▸ **RECORD LIST**
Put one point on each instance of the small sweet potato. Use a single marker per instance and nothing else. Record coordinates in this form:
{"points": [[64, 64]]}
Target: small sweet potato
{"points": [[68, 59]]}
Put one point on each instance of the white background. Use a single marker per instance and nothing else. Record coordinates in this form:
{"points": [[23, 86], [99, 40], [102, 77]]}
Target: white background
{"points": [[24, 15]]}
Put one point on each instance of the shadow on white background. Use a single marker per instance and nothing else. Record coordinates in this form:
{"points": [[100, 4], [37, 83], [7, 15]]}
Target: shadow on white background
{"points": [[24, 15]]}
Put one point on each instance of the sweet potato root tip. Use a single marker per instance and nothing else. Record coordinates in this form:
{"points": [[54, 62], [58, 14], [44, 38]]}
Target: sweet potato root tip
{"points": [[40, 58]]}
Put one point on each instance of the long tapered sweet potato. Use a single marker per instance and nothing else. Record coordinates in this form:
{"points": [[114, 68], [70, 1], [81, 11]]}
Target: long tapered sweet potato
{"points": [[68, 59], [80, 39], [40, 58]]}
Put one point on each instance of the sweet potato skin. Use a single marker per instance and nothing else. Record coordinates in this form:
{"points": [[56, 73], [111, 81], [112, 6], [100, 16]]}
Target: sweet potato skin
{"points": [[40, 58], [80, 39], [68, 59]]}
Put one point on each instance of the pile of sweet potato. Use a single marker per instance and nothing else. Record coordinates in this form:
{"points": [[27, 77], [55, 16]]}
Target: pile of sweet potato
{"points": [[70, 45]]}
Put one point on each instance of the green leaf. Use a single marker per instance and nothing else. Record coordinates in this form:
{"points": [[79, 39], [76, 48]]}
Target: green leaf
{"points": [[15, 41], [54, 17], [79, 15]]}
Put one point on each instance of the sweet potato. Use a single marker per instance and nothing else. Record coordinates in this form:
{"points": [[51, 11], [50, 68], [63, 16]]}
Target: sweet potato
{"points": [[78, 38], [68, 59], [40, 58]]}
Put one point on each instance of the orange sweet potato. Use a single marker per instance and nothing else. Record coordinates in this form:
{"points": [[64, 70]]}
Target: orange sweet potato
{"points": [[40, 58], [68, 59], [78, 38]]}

▸ **WHAT IS NEEDED**
Copy every line of the listing above verbatim, from start to finish, with nothing changed.

▸ **WRITTEN ANSWER**
Put one point on each instance of the small sweet potato. Use a single marker per instance and nothing else. Record coordinates in this form:
{"points": [[64, 64]]}
Target: small sweet potato
{"points": [[68, 59]]}
Put one point on each instance of the white background. Use a single marker per instance and nothing else. Record coordinates in this form:
{"points": [[23, 86], [99, 40], [102, 77]]}
Target: white background
{"points": [[24, 15]]}
Put one point on each instance of the shadow on white background. Use a single marker per instance and nothing else. Record coordinates in this form:
{"points": [[100, 4], [37, 83], [7, 15]]}
Target: shadow on white background
{"points": [[24, 15]]}
Put one point on each instance of the sweet potato root tip. Use a single marker per instance and nothing else. Record coordinates in this form:
{"points": [[54, 62], [58, 14], [44, 38]]}
Target: sweet potato root tip
{"points": [[40, 58]]}
Put one point on each instance of the long tapered sweet potato. Use a single marker per instance and nothing else. Record coordinates in this form:
{"points": [[114, 68], [70, 1], [81, 11]]}
Target: long tapered sweet potato
{"points": [[68, 59], [80, 39], [40, 58]]}
Put one point on each instance of the sweet potato skin. Use a single marker per instance and nothing else. Record coordinates in this form:
{"points": [[56, 73], [111, 81], [112, 6], [100, 16]]}
Target: sweet potato skin
{"points": [[40, 58], [80, 39], [68, 59]]}
Put one point on each instance of the pile of sweet potato. Use a single marker per instance and nothing else. Record coordinates in this form:
{"points": [[27, 77], [55, 16]]}
Target: pile of sweet potato
{"points": [[70, 45]]}
Put one point on each instance of the green leaf. Use a single marker per instance and nothing else. Record coordinates in this form:
{"points": [[79, 39], [76, 48]]}
Target: green leaf
{"points": [[15, 41], [54, 17], [79, 15]]}
Put one point on each instance of the sweet potato. Use a single marker per instance and nothing else. Record coordinates in this form:
{"points": [[51, 11], [50, 68], [63, 16]]}
Target: sweet potato
{"points": [[78, 38], [68, 59], [40, 58]]}
Put one point on each instance of the orange sweet potato. Use a single marker per instance and nothing else. Record coordinates in this form:
{"points": [[64, 70]]}
Target: orange sweet potato
{"points": [[40, 58], [68, 59], [78, 38]]}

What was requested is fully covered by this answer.